* **Referring expression data**:
----
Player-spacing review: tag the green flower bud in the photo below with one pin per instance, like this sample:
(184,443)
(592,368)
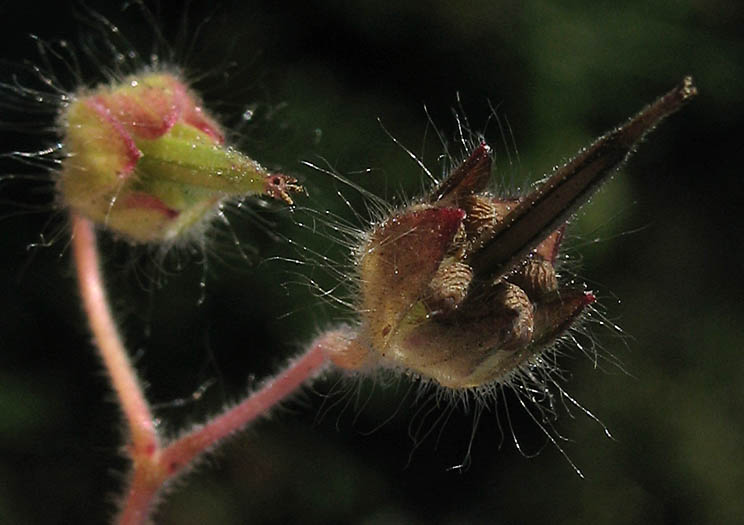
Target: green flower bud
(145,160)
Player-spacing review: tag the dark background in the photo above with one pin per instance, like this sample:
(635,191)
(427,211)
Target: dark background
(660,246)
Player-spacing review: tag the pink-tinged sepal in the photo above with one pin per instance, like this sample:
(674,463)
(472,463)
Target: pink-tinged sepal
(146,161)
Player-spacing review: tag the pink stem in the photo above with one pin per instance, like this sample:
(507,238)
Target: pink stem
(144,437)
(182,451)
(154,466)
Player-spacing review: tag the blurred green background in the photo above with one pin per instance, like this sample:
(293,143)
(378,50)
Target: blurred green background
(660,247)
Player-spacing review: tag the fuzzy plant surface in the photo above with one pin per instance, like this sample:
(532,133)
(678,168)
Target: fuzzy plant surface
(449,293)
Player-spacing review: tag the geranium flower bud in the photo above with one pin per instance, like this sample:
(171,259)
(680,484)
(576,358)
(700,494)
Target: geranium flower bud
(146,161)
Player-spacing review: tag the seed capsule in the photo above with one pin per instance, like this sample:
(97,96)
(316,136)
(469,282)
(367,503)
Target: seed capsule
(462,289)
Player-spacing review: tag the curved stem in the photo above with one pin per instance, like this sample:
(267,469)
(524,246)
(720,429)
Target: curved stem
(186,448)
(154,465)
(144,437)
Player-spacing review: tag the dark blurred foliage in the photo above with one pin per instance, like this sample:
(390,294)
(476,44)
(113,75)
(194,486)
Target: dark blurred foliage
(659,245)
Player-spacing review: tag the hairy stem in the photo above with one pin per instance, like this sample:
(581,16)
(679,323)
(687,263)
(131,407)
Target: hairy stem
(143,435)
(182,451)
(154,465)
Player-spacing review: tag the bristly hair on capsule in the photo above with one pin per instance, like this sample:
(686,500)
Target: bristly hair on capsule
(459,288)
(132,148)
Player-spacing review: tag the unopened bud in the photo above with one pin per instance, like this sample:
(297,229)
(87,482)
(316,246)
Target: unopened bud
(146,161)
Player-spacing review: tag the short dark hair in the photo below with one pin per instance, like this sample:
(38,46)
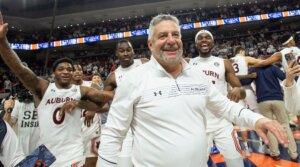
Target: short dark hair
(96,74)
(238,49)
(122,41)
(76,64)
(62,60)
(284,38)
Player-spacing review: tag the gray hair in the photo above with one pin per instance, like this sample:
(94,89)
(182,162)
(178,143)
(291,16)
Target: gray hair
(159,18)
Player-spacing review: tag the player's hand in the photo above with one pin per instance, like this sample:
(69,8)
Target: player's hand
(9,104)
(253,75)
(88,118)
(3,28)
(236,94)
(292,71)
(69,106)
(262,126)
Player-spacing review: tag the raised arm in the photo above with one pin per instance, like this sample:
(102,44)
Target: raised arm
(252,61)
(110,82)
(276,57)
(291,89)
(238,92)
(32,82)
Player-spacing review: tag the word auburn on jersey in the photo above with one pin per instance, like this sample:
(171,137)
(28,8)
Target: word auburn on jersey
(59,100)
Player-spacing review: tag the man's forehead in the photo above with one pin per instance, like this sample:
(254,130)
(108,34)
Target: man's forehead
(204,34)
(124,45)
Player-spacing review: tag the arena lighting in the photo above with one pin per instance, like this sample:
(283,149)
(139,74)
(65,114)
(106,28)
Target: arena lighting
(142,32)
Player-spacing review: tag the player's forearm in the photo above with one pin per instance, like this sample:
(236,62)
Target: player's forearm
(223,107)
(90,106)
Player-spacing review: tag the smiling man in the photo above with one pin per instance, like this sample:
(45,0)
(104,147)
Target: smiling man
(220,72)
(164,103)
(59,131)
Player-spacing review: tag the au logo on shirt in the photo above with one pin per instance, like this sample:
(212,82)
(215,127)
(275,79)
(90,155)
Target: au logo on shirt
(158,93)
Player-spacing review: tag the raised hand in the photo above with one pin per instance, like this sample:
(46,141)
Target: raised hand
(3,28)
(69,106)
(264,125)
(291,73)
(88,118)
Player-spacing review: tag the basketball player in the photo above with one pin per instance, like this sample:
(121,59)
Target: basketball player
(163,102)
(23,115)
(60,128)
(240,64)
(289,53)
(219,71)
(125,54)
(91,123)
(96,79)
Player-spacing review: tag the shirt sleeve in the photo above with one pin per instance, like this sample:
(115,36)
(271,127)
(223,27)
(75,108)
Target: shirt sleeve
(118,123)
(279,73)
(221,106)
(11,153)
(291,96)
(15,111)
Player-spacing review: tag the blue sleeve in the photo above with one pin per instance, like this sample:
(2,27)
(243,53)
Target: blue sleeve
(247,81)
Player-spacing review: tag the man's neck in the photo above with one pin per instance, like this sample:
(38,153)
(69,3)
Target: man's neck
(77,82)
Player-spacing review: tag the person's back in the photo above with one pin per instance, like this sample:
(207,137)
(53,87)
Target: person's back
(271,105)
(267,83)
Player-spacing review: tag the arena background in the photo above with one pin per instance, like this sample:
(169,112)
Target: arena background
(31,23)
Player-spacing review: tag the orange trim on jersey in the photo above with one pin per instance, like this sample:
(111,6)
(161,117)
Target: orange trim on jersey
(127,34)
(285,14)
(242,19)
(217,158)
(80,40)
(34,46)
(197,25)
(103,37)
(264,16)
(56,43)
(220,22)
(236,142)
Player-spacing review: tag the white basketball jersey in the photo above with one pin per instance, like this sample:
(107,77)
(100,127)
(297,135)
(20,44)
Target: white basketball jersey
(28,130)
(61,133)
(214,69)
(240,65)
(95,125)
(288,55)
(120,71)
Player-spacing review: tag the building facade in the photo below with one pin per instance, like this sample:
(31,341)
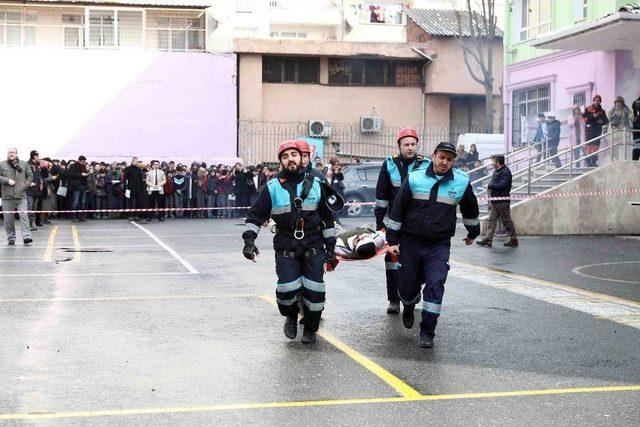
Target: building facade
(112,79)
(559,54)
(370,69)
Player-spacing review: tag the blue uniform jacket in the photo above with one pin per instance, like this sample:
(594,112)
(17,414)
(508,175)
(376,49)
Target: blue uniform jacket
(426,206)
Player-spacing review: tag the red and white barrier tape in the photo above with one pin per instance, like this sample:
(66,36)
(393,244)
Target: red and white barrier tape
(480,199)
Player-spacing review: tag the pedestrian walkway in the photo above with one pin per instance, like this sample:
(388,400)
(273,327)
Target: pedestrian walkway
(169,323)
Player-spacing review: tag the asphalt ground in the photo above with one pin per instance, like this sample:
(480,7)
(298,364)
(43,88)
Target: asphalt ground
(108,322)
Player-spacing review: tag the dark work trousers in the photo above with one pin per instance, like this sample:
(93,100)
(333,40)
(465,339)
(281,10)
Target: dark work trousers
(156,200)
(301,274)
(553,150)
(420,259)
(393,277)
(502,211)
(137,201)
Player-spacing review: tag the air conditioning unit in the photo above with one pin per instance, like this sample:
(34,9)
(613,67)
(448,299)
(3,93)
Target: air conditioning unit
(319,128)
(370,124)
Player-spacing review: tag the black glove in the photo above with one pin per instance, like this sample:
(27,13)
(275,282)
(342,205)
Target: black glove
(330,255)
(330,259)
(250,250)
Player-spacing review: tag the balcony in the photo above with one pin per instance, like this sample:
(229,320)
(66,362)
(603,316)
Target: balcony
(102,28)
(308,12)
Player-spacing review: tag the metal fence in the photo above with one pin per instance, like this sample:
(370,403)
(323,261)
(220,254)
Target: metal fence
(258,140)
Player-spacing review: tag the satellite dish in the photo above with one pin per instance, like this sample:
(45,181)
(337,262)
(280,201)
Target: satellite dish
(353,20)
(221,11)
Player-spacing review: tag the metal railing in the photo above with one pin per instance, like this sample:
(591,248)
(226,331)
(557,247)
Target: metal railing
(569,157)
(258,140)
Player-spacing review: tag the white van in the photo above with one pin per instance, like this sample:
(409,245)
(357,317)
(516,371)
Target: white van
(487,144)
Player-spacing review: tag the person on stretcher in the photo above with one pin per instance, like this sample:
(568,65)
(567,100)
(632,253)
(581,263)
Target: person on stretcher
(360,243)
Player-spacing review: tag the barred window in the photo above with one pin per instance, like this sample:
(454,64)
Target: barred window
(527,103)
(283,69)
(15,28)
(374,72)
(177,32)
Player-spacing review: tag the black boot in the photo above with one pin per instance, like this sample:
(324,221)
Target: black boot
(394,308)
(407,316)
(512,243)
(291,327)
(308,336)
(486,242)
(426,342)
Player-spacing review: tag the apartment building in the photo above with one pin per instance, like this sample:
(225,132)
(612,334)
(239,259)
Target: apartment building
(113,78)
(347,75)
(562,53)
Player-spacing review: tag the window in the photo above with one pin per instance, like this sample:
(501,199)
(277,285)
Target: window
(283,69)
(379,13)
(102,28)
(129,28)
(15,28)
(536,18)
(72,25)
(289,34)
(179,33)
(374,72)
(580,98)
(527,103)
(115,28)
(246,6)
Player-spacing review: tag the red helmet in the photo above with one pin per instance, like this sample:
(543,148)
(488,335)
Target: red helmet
----
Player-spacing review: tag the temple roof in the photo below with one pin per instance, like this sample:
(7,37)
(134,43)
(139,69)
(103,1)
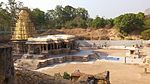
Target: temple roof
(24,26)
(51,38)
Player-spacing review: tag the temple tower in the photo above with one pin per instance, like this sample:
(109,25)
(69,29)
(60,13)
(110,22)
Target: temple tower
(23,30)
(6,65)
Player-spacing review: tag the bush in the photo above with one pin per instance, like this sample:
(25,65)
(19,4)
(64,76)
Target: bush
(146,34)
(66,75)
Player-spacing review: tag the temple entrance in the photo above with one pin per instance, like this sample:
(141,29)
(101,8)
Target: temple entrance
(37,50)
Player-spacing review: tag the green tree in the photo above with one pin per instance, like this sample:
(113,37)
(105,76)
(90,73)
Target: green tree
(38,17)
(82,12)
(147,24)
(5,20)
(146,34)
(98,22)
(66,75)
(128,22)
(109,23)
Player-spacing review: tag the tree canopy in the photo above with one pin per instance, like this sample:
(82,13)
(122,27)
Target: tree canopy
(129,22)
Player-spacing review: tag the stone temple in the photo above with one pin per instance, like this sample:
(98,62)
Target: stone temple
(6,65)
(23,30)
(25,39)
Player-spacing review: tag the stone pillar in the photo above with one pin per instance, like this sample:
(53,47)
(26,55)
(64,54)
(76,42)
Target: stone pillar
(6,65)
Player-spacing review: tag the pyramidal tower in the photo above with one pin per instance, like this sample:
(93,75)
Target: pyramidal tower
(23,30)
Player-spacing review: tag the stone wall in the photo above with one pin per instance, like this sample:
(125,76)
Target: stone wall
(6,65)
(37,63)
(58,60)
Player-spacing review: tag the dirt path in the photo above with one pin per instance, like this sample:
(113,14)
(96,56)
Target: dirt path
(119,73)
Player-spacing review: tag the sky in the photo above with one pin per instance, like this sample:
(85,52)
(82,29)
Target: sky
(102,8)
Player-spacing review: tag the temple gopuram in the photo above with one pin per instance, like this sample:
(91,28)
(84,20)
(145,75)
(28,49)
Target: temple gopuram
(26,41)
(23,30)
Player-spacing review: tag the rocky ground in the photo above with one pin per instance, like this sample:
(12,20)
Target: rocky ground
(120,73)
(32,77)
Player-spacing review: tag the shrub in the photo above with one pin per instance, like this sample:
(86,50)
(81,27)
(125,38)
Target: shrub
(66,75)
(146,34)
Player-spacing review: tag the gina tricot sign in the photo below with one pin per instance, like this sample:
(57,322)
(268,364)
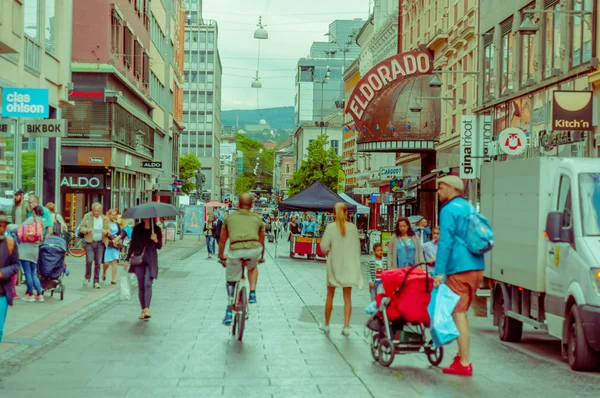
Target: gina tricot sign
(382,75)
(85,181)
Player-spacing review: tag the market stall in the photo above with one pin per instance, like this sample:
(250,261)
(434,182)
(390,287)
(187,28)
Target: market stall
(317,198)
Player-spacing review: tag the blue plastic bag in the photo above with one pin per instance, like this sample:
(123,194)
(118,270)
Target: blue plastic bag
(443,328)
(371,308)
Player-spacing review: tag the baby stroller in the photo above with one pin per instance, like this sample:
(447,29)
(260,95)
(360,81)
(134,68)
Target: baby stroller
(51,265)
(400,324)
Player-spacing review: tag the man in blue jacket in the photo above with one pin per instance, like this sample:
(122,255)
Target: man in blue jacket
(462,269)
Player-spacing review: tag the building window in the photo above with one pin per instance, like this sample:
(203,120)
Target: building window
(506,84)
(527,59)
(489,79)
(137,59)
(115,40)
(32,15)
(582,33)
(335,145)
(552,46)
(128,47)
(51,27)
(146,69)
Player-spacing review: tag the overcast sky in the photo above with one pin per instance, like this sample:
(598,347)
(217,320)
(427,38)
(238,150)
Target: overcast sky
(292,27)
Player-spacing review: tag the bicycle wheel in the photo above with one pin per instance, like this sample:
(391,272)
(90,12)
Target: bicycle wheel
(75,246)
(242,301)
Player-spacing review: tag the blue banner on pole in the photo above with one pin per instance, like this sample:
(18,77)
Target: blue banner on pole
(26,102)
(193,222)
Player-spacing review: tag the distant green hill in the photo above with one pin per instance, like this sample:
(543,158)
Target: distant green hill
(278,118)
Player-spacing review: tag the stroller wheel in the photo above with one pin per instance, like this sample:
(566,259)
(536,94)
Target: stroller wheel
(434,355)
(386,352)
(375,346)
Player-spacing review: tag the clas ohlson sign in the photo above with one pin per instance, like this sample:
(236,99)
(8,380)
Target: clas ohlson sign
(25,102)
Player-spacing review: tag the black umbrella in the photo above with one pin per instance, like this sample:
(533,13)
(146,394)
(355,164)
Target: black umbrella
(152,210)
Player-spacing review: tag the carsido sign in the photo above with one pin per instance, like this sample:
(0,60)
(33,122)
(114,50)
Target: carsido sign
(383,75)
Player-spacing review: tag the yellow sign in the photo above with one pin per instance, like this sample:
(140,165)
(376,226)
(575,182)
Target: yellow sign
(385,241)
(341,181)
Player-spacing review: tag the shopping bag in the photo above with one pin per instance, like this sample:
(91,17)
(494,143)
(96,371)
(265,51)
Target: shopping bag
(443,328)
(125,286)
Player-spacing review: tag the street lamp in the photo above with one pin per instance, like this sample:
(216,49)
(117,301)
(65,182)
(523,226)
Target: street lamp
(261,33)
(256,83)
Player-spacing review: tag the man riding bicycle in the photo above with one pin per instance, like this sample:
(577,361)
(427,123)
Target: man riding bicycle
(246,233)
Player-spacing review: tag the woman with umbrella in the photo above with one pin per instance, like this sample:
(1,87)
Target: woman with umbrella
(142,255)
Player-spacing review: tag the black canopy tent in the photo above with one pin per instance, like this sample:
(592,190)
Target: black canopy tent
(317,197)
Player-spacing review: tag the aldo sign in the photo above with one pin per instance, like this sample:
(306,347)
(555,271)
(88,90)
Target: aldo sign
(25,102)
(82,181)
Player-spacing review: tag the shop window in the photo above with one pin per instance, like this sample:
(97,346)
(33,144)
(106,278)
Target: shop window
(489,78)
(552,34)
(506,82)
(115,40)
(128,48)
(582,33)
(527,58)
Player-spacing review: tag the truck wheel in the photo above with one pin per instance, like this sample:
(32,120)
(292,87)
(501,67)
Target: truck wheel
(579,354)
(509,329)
----
* **PROBLEM TO SOLVE**:
Scan the data above for the string "helmet" and copy each line where it appears.

* **ANSWER BOX**:
Player-spacing review: tag the red helmet in the photo above with one pin per instance, like this sample:
Target: red helmet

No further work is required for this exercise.